Albany Tech uses grant for engineering technology
Albany Technical College is receiving a large portion of a $10 million grant that is being distributed among some of Georgia's technical colleges.
"Our focus is STEM â" science, technology, engineering and mathematics. It's for a total of $2.4 million; that's $600,000 over the course of four years," says Albany Tech Grants Coordinator Angela Davis.
The grant is from the Predominately Black Institutions Program to help bring more African-American and low-income students to STEM college programs. The school says they grant is greatly needed given that Albany Tech is located in a highly economically disadvantaged region of the state.
"We have enough students in those programs for them to be viable and we graduated a few, but we don't have the numbers of course that we would like," says Albany Tech President Dr. Anthony Parker.
Albany Tech plans to use the money to allow more high school juniors and seniors to take college courses in engineering technology.
"We want to ease the transition from high school into engineering course work so that it will be as rigorous per course but not maybe as many courses to take in the beginning," says Parker.
The college is not solely focusing on enrolling high school students in postsecondary courses at Albany Tech, they also want to implement enough of an interest for science, math, engineering and technology that the students keep up with their studies and go on to meet requirements for programs like engineering technology.

* Data provided
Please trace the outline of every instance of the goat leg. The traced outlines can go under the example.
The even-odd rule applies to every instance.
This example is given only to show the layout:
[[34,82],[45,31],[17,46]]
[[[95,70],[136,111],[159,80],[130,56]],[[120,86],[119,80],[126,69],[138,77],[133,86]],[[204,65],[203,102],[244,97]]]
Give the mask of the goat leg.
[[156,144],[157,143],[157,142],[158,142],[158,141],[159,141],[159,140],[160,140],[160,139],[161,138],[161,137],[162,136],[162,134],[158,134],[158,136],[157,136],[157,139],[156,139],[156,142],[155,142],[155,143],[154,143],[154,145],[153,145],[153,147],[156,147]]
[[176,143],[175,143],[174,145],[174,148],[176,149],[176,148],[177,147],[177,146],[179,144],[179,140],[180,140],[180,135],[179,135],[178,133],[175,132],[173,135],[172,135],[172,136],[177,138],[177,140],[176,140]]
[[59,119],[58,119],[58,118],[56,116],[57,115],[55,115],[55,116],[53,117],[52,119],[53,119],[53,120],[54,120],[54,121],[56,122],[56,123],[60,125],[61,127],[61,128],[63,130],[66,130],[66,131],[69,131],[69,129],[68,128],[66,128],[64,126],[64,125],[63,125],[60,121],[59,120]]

* Apply what you read
(a) List every dollar amount in the Albany Tech grant article.
(b) According to the Albany Tech grant article, which program is the grant from?
(c) Extend the Albany Tech grant article beyond its final sentence.

* Answer set
(a) $10 million, $2.4 million, $600,000

(b) The Predominately Black Institutions Program.

(c)
"This is going to assist our students, getting those students better qualified to enter into our programs our engineering technology program," says Telecommunications Engineering Technology Instructor Kaven Williams, who is the product of a technical college himself. "We're noticing a trend with students not being able to pass or get scores high enough to be able to enter into these programs."
"Anything that we can do to encourage young people to participate in engineering technology programs, especially while in high school, may get them involved to a degree that they'll want to get an associate's degree, bachelor's or master's," says Parker. "We want to use it to give individuals confidence that they can do well when they transition or apply or enroll in this program."
While reports say engineering job openings are often far and few to find, Williams says those jobs will never go to the wayside.
"There's always new technologies, engineers are always going to be needed to design some of these devices and new next generation of devices that's going to enable our society, enable our nation to move forward," says Williams.
He says according to the Bureau of Labor Statistics. biomedical and telecommunications engineering are two of the top 10 growing jobs with civil engineering at number 13.
Williams says he hopes funds from the federal grant help students move forward out of their socioeconomic situations and into a successful science or technology career path.
Albany Technical College has three programs in their engineering technology department: Civil engineering, telecommunications engineering and electro mechanic engineering.